→ **Supplied records**:
--*--

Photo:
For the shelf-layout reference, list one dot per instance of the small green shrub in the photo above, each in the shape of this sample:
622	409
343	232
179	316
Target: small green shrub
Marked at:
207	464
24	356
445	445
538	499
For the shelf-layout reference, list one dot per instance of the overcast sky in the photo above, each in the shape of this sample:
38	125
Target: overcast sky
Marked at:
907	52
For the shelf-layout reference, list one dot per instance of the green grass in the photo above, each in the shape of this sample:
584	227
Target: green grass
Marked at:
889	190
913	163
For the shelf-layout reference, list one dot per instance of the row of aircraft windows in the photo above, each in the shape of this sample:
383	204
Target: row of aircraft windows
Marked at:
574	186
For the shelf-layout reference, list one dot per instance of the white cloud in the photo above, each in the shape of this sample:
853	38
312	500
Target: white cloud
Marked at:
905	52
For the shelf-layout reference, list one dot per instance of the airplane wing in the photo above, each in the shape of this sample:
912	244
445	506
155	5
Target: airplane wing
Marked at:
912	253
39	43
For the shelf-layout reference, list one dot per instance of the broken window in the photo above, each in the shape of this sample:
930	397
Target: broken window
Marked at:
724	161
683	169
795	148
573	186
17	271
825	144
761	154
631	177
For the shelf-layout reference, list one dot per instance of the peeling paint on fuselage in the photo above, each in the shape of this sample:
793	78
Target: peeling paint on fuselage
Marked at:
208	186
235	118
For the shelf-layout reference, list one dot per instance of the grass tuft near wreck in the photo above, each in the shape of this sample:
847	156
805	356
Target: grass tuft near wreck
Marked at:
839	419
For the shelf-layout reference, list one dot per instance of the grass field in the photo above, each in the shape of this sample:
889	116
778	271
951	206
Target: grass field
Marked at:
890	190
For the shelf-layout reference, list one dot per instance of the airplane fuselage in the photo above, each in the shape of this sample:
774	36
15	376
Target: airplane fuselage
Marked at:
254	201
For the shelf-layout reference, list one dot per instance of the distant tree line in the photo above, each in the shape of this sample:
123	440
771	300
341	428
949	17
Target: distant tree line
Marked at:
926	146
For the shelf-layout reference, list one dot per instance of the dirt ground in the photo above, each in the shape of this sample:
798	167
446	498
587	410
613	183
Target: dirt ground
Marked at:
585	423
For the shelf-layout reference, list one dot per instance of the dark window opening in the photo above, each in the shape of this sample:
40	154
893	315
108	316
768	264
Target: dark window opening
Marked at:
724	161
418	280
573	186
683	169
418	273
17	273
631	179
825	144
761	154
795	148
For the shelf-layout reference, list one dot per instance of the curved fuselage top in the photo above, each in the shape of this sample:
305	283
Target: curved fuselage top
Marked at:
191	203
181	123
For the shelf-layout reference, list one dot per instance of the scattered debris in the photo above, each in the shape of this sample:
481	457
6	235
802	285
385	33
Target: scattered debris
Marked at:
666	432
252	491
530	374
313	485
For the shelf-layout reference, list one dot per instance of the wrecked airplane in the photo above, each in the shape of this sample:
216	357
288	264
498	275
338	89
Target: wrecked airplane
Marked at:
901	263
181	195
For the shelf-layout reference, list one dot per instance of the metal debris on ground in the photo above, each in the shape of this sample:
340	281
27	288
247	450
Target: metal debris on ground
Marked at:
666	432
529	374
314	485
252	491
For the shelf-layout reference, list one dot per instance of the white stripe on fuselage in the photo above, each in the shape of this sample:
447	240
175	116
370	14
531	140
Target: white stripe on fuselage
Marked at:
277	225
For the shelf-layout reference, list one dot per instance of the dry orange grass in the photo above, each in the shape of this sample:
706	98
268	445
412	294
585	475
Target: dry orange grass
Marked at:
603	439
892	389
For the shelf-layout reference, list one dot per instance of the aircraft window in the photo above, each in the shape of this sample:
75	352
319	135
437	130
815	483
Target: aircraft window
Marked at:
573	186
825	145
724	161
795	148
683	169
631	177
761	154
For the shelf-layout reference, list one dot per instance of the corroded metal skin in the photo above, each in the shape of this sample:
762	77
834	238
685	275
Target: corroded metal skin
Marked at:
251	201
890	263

--*--

→ **Exercise instructions**: For every line of the material above that contains the word "broken", show the line.

→ **Response to this exercise**:
For the shelf-layout reference, list one dot per instance of the broken window in the photo above, each in the shape of this sample:
Target: broken window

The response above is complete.